- [EXERCISE DESCRIPTION]:
Collect every line in the items below that contains the word "after".

- [EXERCISE MATERIALS]:
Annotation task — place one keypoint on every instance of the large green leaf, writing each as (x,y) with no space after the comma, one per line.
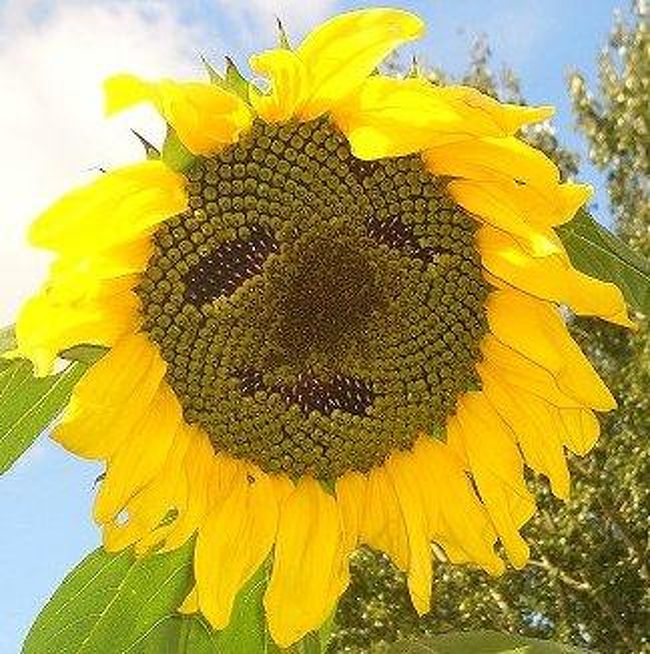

* * *

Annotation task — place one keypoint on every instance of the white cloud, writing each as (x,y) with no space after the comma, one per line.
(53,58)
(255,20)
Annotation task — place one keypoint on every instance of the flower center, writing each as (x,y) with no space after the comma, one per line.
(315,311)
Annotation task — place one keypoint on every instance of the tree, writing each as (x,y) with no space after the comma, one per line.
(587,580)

- [PROBLEM SOLUTION]:
Annotation task — place one keypoint on every instance of the large green leaf, writing each as (x,y) with no space after the comma, one per line.
Annotation task — place one keypoint on every instance of the white cloud, writing each as (x,y) with no space after the comma, one per line.
Annotation task — place one keypoint on every instance of the flower center, writing each as (x,y) with no space after the comma, one per line.
Annotation task — place one keypoint on every instance of the tree, writing each as (x,y) with no space after the comma, one per line.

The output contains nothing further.